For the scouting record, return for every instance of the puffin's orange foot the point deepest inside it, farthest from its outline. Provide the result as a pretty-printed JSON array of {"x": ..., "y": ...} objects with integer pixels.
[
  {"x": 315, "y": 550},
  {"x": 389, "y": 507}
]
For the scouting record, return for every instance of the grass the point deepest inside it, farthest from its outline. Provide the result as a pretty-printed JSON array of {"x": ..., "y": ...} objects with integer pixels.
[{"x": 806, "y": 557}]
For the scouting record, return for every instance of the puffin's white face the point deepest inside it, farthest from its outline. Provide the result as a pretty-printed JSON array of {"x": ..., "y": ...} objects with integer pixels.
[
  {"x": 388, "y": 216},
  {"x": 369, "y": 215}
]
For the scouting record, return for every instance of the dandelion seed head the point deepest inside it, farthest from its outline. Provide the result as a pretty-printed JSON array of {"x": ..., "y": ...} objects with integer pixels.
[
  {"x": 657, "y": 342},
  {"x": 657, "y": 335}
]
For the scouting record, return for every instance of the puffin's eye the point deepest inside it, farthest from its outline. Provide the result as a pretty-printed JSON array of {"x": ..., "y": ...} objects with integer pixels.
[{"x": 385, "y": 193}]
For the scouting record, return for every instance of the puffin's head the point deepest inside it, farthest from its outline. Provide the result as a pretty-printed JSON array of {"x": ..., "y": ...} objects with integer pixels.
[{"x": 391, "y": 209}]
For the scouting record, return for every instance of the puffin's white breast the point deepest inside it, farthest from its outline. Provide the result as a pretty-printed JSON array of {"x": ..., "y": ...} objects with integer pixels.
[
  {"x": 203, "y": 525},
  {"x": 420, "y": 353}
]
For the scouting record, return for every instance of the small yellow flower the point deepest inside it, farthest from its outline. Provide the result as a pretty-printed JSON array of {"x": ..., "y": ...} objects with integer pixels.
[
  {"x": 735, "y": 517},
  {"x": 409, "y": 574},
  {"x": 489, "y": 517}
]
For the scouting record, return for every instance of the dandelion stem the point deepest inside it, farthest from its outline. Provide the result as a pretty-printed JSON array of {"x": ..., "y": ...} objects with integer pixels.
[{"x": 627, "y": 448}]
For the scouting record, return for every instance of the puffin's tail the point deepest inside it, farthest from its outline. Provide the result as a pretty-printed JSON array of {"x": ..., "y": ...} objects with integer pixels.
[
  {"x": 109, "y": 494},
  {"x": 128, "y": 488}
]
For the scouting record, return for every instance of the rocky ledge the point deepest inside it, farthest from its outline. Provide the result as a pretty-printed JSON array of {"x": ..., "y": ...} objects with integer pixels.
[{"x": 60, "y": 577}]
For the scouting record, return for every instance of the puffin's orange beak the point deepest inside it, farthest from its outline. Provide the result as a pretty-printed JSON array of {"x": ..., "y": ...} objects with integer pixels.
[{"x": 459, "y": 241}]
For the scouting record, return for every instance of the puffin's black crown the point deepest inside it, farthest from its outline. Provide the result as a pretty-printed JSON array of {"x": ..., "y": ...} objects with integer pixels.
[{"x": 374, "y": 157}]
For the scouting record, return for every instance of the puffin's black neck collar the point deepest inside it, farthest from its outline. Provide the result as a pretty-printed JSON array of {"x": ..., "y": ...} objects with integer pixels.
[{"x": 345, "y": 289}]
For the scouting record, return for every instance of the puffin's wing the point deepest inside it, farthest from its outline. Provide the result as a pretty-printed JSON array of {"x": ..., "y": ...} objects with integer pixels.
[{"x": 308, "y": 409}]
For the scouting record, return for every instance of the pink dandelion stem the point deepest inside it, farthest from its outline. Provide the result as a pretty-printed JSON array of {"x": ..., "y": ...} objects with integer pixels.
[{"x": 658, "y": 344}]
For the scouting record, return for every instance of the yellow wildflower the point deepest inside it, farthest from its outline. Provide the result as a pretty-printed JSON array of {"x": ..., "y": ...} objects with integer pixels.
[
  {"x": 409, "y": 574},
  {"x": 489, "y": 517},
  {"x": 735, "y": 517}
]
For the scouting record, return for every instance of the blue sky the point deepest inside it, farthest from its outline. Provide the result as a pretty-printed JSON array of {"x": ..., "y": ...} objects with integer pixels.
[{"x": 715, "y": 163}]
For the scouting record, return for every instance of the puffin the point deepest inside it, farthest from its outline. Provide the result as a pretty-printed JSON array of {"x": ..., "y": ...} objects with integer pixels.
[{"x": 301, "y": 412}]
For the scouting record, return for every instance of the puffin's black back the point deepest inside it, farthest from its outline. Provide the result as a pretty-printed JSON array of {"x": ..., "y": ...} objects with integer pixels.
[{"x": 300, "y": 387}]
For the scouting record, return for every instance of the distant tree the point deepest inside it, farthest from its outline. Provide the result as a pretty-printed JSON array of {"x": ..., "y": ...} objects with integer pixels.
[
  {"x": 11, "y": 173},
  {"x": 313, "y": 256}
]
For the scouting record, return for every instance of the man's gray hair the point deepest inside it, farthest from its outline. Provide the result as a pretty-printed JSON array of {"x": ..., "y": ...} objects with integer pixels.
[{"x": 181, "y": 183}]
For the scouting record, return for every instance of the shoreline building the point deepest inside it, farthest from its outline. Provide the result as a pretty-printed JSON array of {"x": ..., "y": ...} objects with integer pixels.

---

Work to complete:
Line by line, output the data precisely as shown above.

Solution to this task:
For the scouting record, return for every instance of the puffin's orange foot the point deepest inside it, farthest from its outline. Provide the result as a pretty-printed JSON array of {"x": ..., "y": ...} objects with integer pixels.
[
  {"x": 315, "y": 550},
  {"x": 389, "y": 507}
]
For the scouting record, return for every instance of the grass the point deepest inside it, farthest from its outline. Provide the result as a pretty-printed JSON array of {"x": ..., "y": ...} objects with integer pixels.
[{"x": 806, "y": 557}]
For the scouting record, return for every instance of the puffin's white face the point deepest inside it, farthest from its outline. Provide the result as a pretty-printed JSON array of {"x": ..., "y": ...} objects with integer pixels.
[
  {"x": 388, "y": 216},
  {"x": 369, "y": 215}
]
For the scouting record, return for every instance of the dandelion seed head the point deepest inside it, farthest from its outline. Provide the result as a pretty-printed JSON array of {"x": ..., "y": ...} objects with integer pixels.
[
  {"x": 657, "y": 342},
  {"x": 657, "y": 335}
]
For the scouting record, return for every instance of the puffin's eye the point deepest inside it, farthest from its outline. Provide the result as a pretty-printed JSON array of {"x": ..., "y": ...} objects with integer pixels.
[{"x": 385, "y": 193}]
For the scouting record, return for every instance of the puffin's head the point deepest inside it, farthest from its outline. Provide the result as a pretty-printed JSON array of {"x": ..., "y": ...} objects with integer pixels.
[{"x": 391, "y": 209}]
For the scouting record, return for every instance of the puffin's white breast the point deepest inside it, farthest from its outline. Provide the result as a pretty-printed JSON array of {"x": ..., "y": ...} objects with integer pixels.
[
  {"x": 203, "y": 525},
  {"x": 420, "y": 353}
]
For the scouting record, return for every instance of the small yellow flower the point deepest inside it, farthest from its outline. Provide the result as a pretty-printed JSON array of {"x": ..., "y": ...} objects with integer pixels.
[
  {"x": 735, "y": 517},
  {"x": 409, "y": 574},
  {"x": 489, "y": 517}
]
For the scouting record, return for every instance of the dandelion stem the point deepest inside it, farthest from its outline. Provide the result as a pretty-printed JSON array of {"x": ..., "y": ...} objects with integer pixels.
[{"x": 627, "y": 448}]
For the scouting record, return for every instance of the puffin's tail the point deepest inside it, farthest from its outline. Provide the result as a pretty-printed JSON array of {"x": ..., "y": ...} objects with integer pixels.
[
  {"x": 109, "y": 494},
  {"x": 128, "y": 488}
]
For the scouting record, return for every instance of the rocky ledge the point deepest inside it, farthest from its outline. Provide the result as a pretty-printed JSON array of {"x": ..., "y": ...} objects with integer pixels.
[{"x": 60, "y": 577}]
For the scouting record, return for every instance of the puffin's orange beak the point deepest inside it, farthest from its outline. Provide the result as a pretty-printed JSON array of {"x": ..., "y": ...} objects with integer pixels.
[{"x": 459, "y": 241}]
For the scouting record, return for every instance of the puffin's black crown the point deepest inside it, farthest from its outline. Provide the result as a pretty-printed JSON array of {"x": ..., "y": ...} objects with integer pixels.
[{"x": 374, "y": 157}]
For the scouting record, return for every instance of the puffin's black neck collar the point deepest inside it, farthest from its outline. Provide the result as a pretty-printed JSON array of {"x": ..., "y": ...} objects with integer pixels.
[{"x": 345, "y": 289}]
For the scouting record, return for every instance of the puffin's wing the point deepest inside it, farthest from its outline. Provide the result as a pretty-printed JSON array of {"x": ..., "y": ...} objects with integer pixels.
[{"x": 308, "y": 409}]
For the scouting record, return for every instance of the pink dandelion stem the point deepest inside it, farthest from its outline. Provide the result as a pretty-printed JSON array of {"x": ..., "y": ...} objects with integer pixels.
[{"x": 658, "y": 344}]
For the scouting record, return for every instance of the yellow wildflower the point deepest inside it, farthest from its outline. Provide the result as a pretty-printed JSON array of {"x": ..., "y": ...} objects with integer pixels.
[
  {"x": 409, "y": 574},
  {"x": 489, "y": 517},
  {"x": 735, "y": 517}
]
For the scouting record, return for every instance of the blue sky the point deepest inside it, farthest from its outline. Provide the result as a pretty-printed JSON array of {"x": ..., "y": ...} objects with integer pixels.
[{"x": 715, "y": 163}]
For the scouting record, return for every instance of the puffin the point deepest inside it, farthest from its outline. Provide the result as a pretty-printed JSON array of {"x": ..., "y": ...} objects with integer pixels.
[{"x": 301, "y": 412}]
For the scouting record, return for every instance of the puffin's black back the point deepest inside it, farthest from its outline. Provide the result as a pretty-printed JSON array of {"x": ..., "y": ...} objects with integer pixels.
[{"x": 300, "y": 387}]
For the scouting record, return for every instance of the distant tree the point deepest inside it, farthest from its outline. Provide the result as a pretty-printed JSON array of {"x": ..., "y": ...} objects with integer pixels.
[
  {"x": 11, "y": 173},
  {"x": 313, "y": 256}
]
For the scouting record, return for every instance of the man's gray hair the point deepest inside it, farthest from its outline. Provide the result as a pretty-printed JSON array of {"x": ..., "y": ...} objects with integer pixels.
[{"x": 181, "y": 183}]
For the scouting record, return for every instance of the shoreline building the point deepest inside it, farthest from its outline. Provide the result as a pretty-printed JSON array of {"x": ..., "y": ...} objects with integer pixels.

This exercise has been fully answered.